#### [Aufgaben]
**a)** Beantworte zum Text über das Lernen des Pferdes diese Fragen:
(i) Unter welcher Bedingung speichert das Pferd eine Erfahrung so ab, dass sie noch Jahre später verfügbar ist?
(ii) Womit wird das Pferd im Beispiel für den Gehorsam an der Longe belohnt?
(iii) Wohin wendet das Pferd den Kopf, wenn es erneut dem Kommando folgt?
**b)** Führe den Text über das Lernen des Pferdes nach seinem letzten Satz weiter.

#### [Vorliegender Text]
********
Erlerntes aus Erfahrenem

Jedes Mal wenn mit dem Pferd umgegangen oder gearbeitet wird, sammelt es Erfahrungen und lernt. Gewollt oder ungewollt. Angenehmes und Unangenehmes. Ist der Eindruck besonders stark, speichert das Pferd die Erfahrung so ab, das sie noch Jahre später verfügbar ist.

 

Das beginnt bei für uns amüsanten Dingen, wie z. B. dass es sehr schnell begreift, dass es für eine Leistung belohnt wird. Dazu muss es noch nicht einmal zu den intelligentesten seiner Art gehören. Nach wenigen Versuchen, auf Kommando an der Longe stehen zu bleiben, mit einer Leckerei für den Gehorsam belohnt, wendet es, wenn es erneut dem Kommando folgt, erwartungsvoll den Kopf in die Richtung, aus der bisher der Zucker kam.

 

Dies ist auch ein schönes Beispiel für den Unterschied zwischen Dressur, im Sinne von "dressieren“ und Reiten.
********
#### [Aufgeführte Zeilen]

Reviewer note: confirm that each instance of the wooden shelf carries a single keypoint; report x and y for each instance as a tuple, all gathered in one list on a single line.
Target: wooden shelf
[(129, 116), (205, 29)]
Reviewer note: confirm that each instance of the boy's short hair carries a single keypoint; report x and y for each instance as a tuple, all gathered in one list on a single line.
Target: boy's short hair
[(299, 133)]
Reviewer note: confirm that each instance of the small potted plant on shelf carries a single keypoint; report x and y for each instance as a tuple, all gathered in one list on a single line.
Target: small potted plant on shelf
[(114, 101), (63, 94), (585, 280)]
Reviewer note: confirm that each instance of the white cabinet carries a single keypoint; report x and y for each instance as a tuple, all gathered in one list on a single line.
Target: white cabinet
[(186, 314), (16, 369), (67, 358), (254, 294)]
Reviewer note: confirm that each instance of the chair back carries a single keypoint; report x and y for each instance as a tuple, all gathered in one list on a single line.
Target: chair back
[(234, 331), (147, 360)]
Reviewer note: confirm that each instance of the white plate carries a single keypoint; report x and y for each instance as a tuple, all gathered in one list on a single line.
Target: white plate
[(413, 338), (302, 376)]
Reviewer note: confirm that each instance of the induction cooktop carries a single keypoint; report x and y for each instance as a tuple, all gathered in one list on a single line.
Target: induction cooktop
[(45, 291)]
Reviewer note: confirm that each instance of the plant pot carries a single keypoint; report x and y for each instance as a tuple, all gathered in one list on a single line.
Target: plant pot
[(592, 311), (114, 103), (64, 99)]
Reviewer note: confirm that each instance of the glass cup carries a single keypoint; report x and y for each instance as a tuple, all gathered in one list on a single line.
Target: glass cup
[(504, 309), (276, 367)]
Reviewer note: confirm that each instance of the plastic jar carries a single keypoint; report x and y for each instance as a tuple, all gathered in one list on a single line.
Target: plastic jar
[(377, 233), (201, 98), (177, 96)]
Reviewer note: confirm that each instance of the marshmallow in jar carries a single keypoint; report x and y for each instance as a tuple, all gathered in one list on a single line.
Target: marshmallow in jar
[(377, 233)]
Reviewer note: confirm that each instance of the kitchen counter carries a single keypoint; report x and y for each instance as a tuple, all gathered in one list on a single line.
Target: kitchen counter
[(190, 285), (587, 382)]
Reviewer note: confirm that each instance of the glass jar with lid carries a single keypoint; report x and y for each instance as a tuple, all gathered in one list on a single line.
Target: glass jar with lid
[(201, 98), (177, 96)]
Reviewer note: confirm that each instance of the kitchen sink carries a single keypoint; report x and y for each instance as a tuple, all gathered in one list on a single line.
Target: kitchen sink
********
#### [Antworten]
**a)**
(i) Wenn der Eindruck besonders stark ist.
(ii) Mit einer Leckerei.
(iii) Erwartungsvoll in die Richtung, aus der bisher der Zucker kam.

**b)**
 

Das Pferd erhält ein Kommando, erfasst es und reagiert aus der Erinnerung, weil es bisher für eine bestimmte Handlung belohnt wurde. Das ist dressieren. Dabei kann der Reiter nur in etwa den Zeitpunkt und die Art der Ausführung beeinflussen, weil ein Zeitversatz beim Pferd durch hören, erfassen und ausführen entsteht.

 

Reiten basiert auf Hilfen. Diese Hilfen lösen einen physikalischen Prozess aus, dem sich kein Pferd entziehen kann. Es reagiert dabei spontan und reflexartig. Das "wie“ und "was" der Ausführung richtet sich nach der Präzision der Hilfengebung und dem Ausbildungs- bzw. Kräftigungsstand des Pferdes. Das Pferd reagiert spontan, ohne darüber "nachzudenken“ und sich für eine Handlung zu entscheiden.

 

Ein Beispiel:

 

Zwei Menschen joggen nebeneinander her. Plötzlich schubst der eine den anderen nach links zur Seite. Um sein Gleichgewicht zu halten, wird der Geschubste sein linkes Bein nach links zur Seite setzen, um nicht umzufallen. Er handelt ohne darüber nachzudenken. Spontan und reflexartig.

 

So, stark vereinfacht, funktionieren die Gewichtshilfen, auf die ich später noch intensiver eingehen werde.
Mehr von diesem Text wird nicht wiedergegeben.